AUFGABENSTELLUNG 1 → Erkläre anhand des Textausschnitts, weshalb Brände auch hierzulande heißer, größer und schwieriger zu löschen werden.
AUFGABENSTELLUNG 2 → Zähle sämtliche Abschnittstitel auf, die das Inhaltsverzeichnis im Textausschnitt nennt.
AUFGABENSTELLUNG 3 →
Beantworte die folgenden Fragen zum Textausschnitt.
(a) Gegen wie viele Brände kämpfen die Thüringer Feuerwehren laut der Meldung vom 22. Juli 2022?
(b) Wie viele Einsatzkräfte und Löschhubschrauber sind laut der Meldung vom 30. Juli 2022 im Einsatz?
(c) Über welche Strecke und wie viele Höhenmeter wird das Wasser von der Elbe gefördert?

TEXTAUSSCHNITT →
==================================================

Inhaltsverzeichnis
- Extrem ist das neue Normal
- Vegetationsbrand - wenn es schwelt und lodert
- Wusstet Ihr schon, dass ...?
- Die FF Bischleben macht ihre Hausaufgaben
- GMV
- Ist nach dem nächsten Regen alles vergessen?
Extrem ist das neue Normal
Nun ja, keine gigantischen Feuersbrünste wie in Australien, aber dennoch - durch ausgetrocknete Böden, viel Brennmaterial, Hitze und zu wenig Niederschlag werden auch bei uns die Brände heißer, größer und schwieriger zu löschen. Die dürre Vegetation hat eine enorme Zündkraft.
+++ 22. Juli 2022. Die Thüringer Feuerwehren kämpfen an diesem Mittwoch gegen 21 Wald-, Wiesen- und Feldbrände. +++
+++ 30. Juli 2022. Seit Tagen steht der Wald in den Nationalparks Sächsische und Böhmische Schweiz in Flammen. 360 Einsatzkräfte und 8 Löschhubschrauber sind derzeit im Einsatz. Die Löscharbeiten gestalten sich aufgrund der Topografie schwierig. +++
Sabine und Maximilian sind als Einsätzkräfte vor Ort und berichten:
Die Waldbrände in der Sächsischen Schweiz, im Grenzgebiet zwischen Deutschland und Tschechien, fordern der Feuerwehr viel ab. Um Schlimmeres zu verhindern, wird hier eine Riegelstellung gehalten und Wasser von der Elbe 14 km (500 Höhenmeter) den Großen Winterberg hinauf gefördert. Unzählige Pumpen und kilometerweise Schlauch sind im Einsatz, Tag und Nacht. Durch Funkenflug flammen immer wieder neue Brände hinter der Riegelstellung auf, die gelöscht werden müssen. Schwer begehbares Gelände fordert Konzentration und Kraft von jedem einzelnen. Atmen durch FFP2-Masken, körperliche Arbeit mit schweren Löschrucksäcken und hohe Temperaturen.

==================================================

AUFGEFÜHRTE EINTRÄGE →
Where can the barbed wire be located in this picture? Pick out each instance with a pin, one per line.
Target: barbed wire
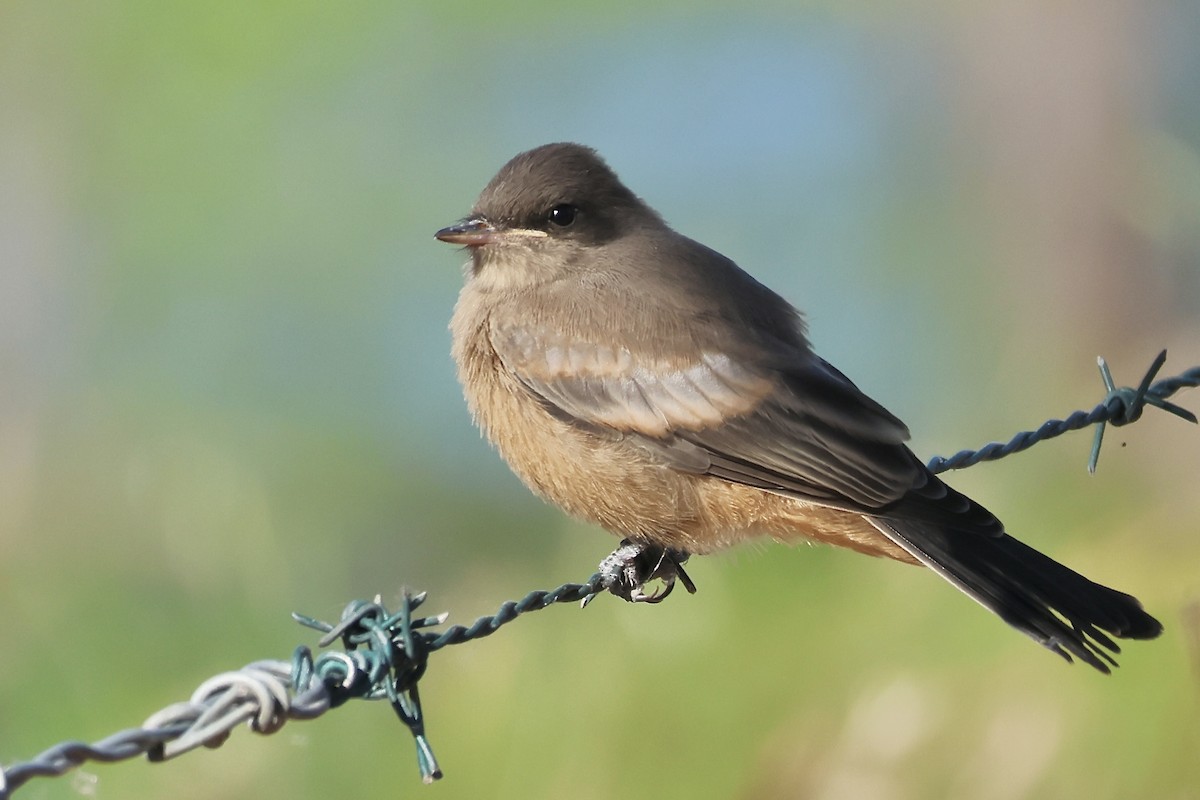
(387, 653)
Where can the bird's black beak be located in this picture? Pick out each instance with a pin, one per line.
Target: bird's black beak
(472, 233)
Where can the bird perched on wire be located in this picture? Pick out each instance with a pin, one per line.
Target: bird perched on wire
(645, 383)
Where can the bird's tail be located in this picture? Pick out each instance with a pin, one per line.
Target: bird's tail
(1054, 605)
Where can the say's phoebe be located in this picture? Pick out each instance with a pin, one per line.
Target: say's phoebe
(642, 382)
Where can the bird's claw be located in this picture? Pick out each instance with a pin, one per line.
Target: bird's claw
(627, 570)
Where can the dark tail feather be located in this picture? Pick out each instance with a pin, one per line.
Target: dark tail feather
(1057, 607)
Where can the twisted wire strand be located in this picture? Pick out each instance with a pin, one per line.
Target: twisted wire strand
(385, 654)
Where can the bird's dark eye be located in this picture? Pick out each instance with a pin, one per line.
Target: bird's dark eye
(563, 215)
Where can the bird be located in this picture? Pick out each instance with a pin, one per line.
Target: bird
(646, 384)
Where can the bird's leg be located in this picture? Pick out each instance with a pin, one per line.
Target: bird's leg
(627, 570)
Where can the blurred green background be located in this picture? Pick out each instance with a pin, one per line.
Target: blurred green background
(226, 391)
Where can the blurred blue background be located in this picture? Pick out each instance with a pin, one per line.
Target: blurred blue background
(226, 390)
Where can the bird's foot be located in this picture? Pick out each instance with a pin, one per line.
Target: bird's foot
(627, 570)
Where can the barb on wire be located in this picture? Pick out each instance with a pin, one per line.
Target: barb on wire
(1121, 405)
(385, 654)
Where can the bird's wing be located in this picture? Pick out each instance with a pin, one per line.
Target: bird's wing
(807, 431)
(802, 429)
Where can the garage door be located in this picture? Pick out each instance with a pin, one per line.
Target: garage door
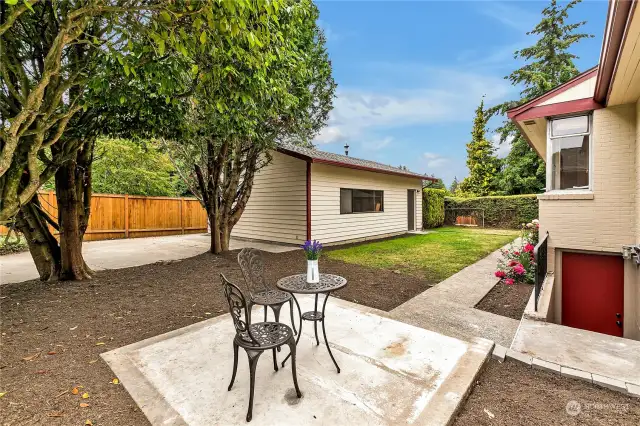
(593, 292)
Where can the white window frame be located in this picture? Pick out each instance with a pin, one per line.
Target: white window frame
(549, 165)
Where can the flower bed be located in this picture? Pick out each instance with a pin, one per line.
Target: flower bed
(518, 263)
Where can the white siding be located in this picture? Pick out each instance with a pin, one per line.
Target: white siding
(329, 226)
(579, 91)
(277, 208)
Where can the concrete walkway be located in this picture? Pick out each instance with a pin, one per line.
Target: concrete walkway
(599, 355)
(125, 253)
(391, 374)
(448, 307)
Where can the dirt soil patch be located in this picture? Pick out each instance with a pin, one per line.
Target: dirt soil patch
(53, 333)
(515, 395)
(506, 300)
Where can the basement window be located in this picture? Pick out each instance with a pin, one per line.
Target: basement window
(361, 201)
(569, 149)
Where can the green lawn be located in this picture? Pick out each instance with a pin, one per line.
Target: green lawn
(434, 256)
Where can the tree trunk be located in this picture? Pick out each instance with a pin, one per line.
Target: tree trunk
(71, 218)
(42, 244)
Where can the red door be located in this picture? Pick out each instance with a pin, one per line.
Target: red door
(593, 292)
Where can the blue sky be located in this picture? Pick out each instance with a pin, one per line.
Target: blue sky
(411, 73)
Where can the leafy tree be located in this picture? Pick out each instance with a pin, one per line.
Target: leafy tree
(122, 166)
(453, 188)
(549, 64)
(71, 70)
(275, 85)
(481, 160)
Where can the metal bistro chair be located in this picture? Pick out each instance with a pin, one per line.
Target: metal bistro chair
(256, 338)
(252, 266)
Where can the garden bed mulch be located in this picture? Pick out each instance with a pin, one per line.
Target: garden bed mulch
(512, 394)
(53, 333)
(506, 300)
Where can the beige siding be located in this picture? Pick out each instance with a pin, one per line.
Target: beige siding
(625, 87)
(607, 221)
(277, 208)
(329, 226)
(579, 91)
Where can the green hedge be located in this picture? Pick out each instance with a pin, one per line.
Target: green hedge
(433, 207)
(499, 211)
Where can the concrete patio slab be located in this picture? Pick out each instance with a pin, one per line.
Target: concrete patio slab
(126, 253)
(583, 350)
(392, 373)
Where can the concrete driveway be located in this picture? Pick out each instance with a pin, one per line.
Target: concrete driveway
(116, 254)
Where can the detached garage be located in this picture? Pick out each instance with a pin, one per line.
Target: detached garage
(309, 194)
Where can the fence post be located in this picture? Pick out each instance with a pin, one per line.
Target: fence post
(126, 215)
(182, 215)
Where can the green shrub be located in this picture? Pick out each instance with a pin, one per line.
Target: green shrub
(509, 211)
(433, 207)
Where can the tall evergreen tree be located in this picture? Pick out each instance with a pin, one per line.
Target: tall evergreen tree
(454, 185)
(481, 159)
(549, 64)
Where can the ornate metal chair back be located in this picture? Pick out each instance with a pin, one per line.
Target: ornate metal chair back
(252, 266)
(238, 304)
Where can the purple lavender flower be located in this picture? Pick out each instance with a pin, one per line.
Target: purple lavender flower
(312, 249)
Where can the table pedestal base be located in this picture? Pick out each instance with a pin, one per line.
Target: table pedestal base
(315, 316)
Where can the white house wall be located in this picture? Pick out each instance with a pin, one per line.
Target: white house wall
(277, 208)
(329, 226)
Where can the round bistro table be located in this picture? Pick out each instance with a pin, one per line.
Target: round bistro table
(298, 284)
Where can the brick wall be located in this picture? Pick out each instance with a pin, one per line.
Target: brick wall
(609, 220)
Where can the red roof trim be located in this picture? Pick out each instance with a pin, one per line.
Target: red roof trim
(561, 108)
(514, 112)
(352, 166)
(371, 169)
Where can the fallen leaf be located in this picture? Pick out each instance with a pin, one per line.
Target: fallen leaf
(31, 357)
(489, 413)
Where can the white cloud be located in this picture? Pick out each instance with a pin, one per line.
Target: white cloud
(376, 144)
(512, 16)
(435, 160)
(440, 96)
(502, 149)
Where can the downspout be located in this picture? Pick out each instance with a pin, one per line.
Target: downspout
(308, 200)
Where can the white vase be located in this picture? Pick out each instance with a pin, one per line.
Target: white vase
(313, 276)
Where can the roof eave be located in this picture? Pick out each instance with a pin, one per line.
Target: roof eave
(618, 18)
(351, 166)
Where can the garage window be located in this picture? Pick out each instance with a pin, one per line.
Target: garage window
(570, 151)
(361, 201)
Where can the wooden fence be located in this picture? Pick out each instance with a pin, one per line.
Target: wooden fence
(116, 216)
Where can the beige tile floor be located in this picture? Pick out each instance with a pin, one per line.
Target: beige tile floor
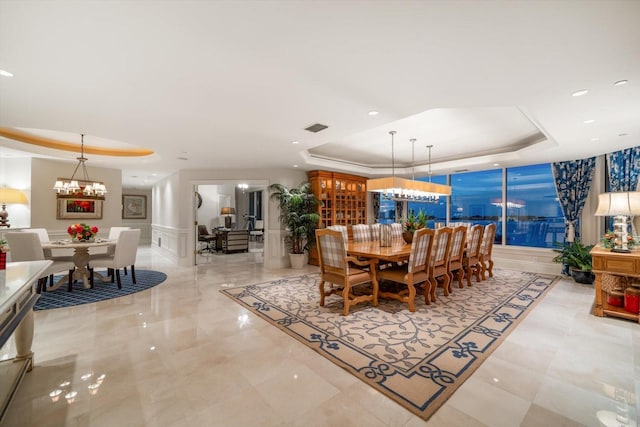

==================================================

RICHTIGES ERGEBNIS 1 → Der Grund sind ausgetrocknete Böden, viel Brennmaterial, Hitze und zu wenig Niederschlag. Außerdem hat die dürre Vegetation eine enorme Zündkraft.

RICHTIGES ERGEBNIS 2 →
- Extrem ist das neue Normal
- Vegetationsbrand - wenn es schwelt und lodert
- Wusstet Ihr schon, dass ...?
- Die FF Bischleben macht ihre Hausaufgaben
- GMV
- Ist nach dem nächsten Regen alles vergessen?

RICHTIGES ERGEBNIS 3 →
(a) Sie kämpfen gegen 21 Wald-, Wiesen- und Feldbrände.
(b) Im Einsatz sind 360 Einsatzkräfte und 8 Löschhubschrauber.
(c) Das Wasser wird 14 km weit und über 500 Höhenmeter den Großen Winterberg hinauf gefördert.